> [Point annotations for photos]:
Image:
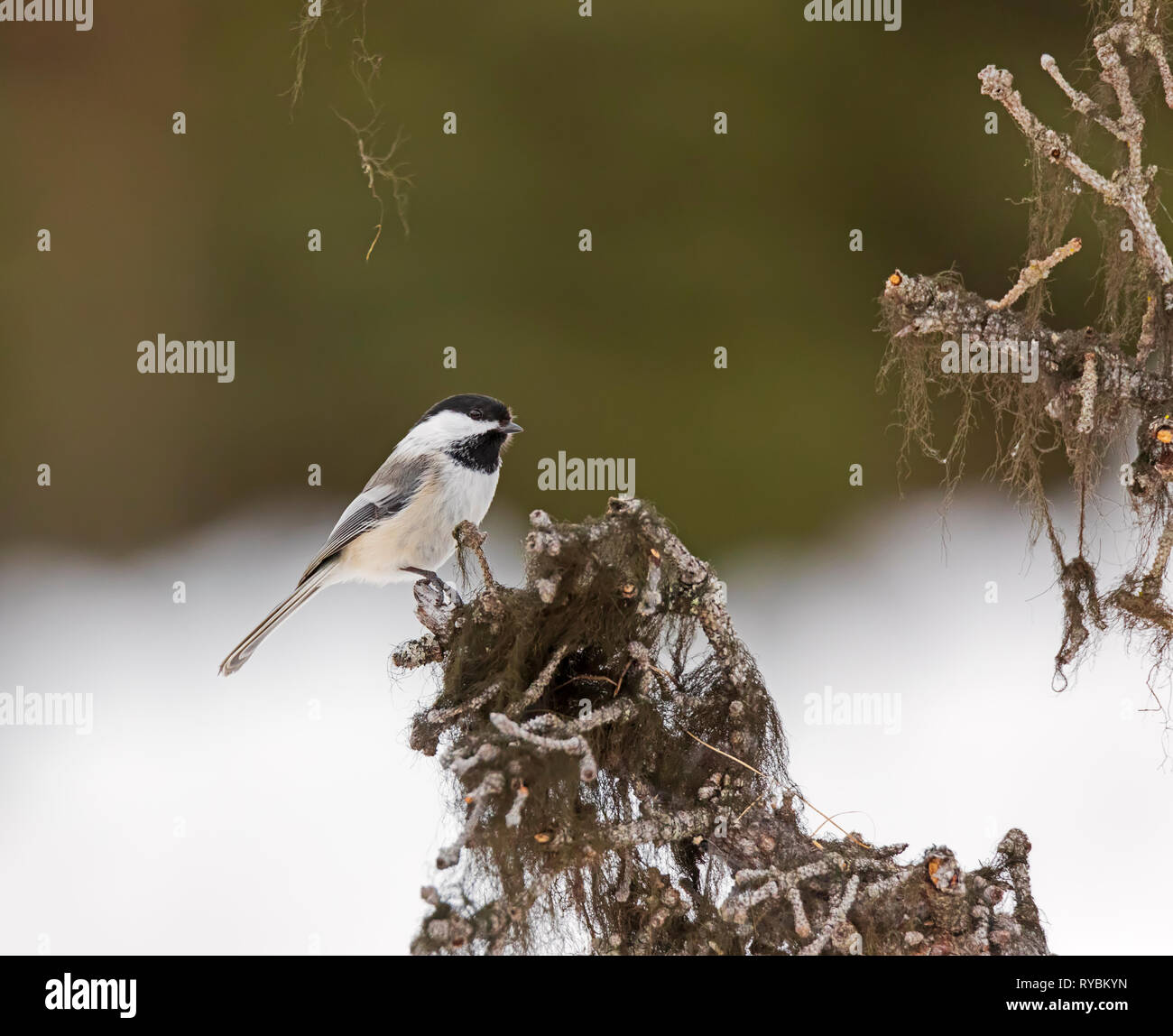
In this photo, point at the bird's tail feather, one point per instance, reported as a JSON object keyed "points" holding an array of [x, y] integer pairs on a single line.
{"points": [[243, 652]]}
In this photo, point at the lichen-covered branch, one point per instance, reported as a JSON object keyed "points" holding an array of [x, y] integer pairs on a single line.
{"points": [[1077, 391], [621, 777]]}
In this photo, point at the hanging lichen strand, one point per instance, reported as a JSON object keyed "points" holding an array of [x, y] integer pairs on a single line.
{"points": [[620, 777], [1080, 391]]}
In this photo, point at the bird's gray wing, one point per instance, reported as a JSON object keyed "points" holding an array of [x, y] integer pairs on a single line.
{"points": [[388, 492]]}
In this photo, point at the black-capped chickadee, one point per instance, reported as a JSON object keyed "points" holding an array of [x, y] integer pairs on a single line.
{"points": [[444, 470]]}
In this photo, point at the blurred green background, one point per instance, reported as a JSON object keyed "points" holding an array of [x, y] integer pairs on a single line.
{"points": [[699, 241]]}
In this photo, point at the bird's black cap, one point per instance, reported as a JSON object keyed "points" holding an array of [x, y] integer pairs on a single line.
{"points": [[492, 410]]}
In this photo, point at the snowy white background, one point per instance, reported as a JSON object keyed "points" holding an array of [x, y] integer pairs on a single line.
{"points": [[281, 811]]}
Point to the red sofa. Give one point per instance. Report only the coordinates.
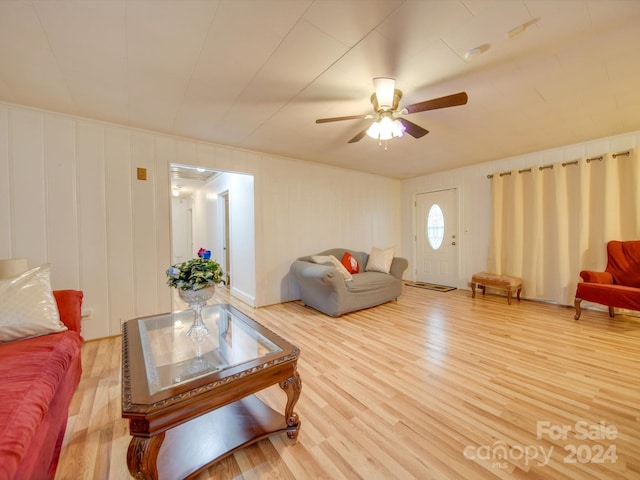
(619, 285)
(39, 376)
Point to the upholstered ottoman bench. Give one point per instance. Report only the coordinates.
(493, 280)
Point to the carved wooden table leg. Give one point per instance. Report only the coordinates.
(142, 455)
(292, 386)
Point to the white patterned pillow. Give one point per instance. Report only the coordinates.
(27, 306)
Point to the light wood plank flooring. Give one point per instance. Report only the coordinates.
(435, 385)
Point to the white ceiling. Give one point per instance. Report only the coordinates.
(256, 74)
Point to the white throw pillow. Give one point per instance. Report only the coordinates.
(333, 261)
(27, 306)
(380, 260)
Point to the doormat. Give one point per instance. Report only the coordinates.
(430, 286)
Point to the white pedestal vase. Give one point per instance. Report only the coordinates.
(196, 299)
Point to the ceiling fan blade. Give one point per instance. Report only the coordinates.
(359, 137)
(435, 103)
(338, 119)
(416, 131)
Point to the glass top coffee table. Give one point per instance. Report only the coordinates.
(190, 399)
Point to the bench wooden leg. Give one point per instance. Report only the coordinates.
(577, 303)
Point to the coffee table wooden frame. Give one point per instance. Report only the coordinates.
(179, 432)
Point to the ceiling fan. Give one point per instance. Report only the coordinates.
(389, 121)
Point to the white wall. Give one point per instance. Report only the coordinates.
(475, 197)
(69, 196)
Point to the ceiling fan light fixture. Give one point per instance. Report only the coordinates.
(386, 129)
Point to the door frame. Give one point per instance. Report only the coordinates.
(414, 243)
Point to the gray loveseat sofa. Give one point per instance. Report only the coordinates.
(324, 288)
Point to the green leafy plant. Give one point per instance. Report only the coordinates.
(195, 274)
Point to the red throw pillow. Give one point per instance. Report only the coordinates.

> [TASK]:
The lines to reproduce run from the one that contains "Point to the ceiling fan." through the last line above; copy them exactly.

> [PROBLEM SOLUTION]:
Point to the ceiling fan. Give one point per instance. Report only the coordinates.
(389, 121)
Point to the white wall. Give one point per instance. Report only the coordinates.
(475, 197)
(69, 196)
Point to the ceiling fan light fixture. Give one point per instance. Report only the coordinates.
(386, 129)
Point to the door frame. Give one point per instance. Report only the coordinates.
(414, 243)
Point to the gray loveseat sofa. Give one point per instance. Report only the coordinates.
(324, 288)
Point to the green leafy plant. Give one point per instance. Report only the coordinates.
(195, 274)
Point to the red throw pillow. Give one point per instance. Report only the coordinates.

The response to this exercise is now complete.